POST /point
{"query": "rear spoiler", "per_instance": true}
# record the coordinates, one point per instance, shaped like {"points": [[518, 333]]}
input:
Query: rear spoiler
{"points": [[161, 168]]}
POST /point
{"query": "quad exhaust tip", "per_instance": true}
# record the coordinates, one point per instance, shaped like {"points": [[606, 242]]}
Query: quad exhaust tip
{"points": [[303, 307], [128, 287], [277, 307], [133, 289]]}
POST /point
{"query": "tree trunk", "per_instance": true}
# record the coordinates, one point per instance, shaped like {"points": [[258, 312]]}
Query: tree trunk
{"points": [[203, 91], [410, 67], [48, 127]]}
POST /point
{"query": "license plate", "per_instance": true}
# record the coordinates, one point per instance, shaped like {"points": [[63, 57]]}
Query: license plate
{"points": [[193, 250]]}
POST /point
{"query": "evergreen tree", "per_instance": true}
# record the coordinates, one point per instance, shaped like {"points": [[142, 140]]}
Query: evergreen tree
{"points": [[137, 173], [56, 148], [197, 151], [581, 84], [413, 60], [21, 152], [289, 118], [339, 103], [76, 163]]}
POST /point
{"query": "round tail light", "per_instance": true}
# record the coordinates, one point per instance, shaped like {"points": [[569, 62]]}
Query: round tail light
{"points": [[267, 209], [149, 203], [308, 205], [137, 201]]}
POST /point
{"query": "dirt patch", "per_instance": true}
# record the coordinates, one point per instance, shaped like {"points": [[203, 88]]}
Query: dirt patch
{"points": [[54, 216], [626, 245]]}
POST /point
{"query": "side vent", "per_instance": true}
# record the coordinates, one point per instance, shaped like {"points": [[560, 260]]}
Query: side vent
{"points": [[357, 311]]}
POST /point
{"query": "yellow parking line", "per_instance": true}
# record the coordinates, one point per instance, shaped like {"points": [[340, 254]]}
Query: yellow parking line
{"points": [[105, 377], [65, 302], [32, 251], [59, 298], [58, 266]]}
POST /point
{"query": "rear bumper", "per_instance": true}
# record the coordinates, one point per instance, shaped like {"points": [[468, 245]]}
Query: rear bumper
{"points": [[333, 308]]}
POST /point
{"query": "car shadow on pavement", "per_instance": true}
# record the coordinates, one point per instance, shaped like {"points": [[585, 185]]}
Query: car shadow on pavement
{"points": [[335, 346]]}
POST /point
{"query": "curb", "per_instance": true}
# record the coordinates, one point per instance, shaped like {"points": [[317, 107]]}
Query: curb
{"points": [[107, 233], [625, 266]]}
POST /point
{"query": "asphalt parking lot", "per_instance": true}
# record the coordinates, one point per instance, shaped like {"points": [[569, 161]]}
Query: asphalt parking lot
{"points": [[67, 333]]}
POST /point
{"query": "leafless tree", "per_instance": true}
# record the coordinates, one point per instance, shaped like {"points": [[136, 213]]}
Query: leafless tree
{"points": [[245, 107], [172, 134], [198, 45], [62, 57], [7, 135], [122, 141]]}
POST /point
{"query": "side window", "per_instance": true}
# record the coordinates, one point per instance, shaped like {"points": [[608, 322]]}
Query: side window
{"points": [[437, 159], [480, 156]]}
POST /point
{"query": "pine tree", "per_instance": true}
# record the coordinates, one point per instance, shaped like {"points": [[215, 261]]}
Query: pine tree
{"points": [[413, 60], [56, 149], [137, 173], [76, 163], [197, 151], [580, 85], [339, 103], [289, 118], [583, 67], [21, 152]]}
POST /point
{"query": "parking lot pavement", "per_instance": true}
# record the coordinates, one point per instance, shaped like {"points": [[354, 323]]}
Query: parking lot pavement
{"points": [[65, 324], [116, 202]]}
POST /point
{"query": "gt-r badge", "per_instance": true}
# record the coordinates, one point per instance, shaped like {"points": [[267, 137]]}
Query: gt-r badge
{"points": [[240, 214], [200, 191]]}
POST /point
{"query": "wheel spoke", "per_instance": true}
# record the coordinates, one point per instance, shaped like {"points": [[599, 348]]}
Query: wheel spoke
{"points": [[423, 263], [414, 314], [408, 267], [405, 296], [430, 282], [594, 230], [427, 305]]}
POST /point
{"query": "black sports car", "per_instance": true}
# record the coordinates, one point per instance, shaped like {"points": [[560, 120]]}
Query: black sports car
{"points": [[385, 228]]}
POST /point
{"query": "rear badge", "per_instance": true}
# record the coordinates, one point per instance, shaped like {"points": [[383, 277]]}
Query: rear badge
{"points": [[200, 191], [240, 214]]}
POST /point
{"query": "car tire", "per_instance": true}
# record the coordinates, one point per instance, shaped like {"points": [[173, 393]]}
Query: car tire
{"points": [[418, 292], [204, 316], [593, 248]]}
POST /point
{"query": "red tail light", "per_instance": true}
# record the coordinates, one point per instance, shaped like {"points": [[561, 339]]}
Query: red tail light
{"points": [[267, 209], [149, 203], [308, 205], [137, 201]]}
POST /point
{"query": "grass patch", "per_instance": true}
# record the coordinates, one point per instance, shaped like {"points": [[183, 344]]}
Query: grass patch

→ OBJECTIVE: Report every line above that contains the string "tail", matching case exactly.

→ RESPONSE FOR THIS EXERCISE:
{"query": "round tail light", "per_instance": true}
Query: round tail light
{"query": "red tail light", "per_instance": true}
Query: red tail light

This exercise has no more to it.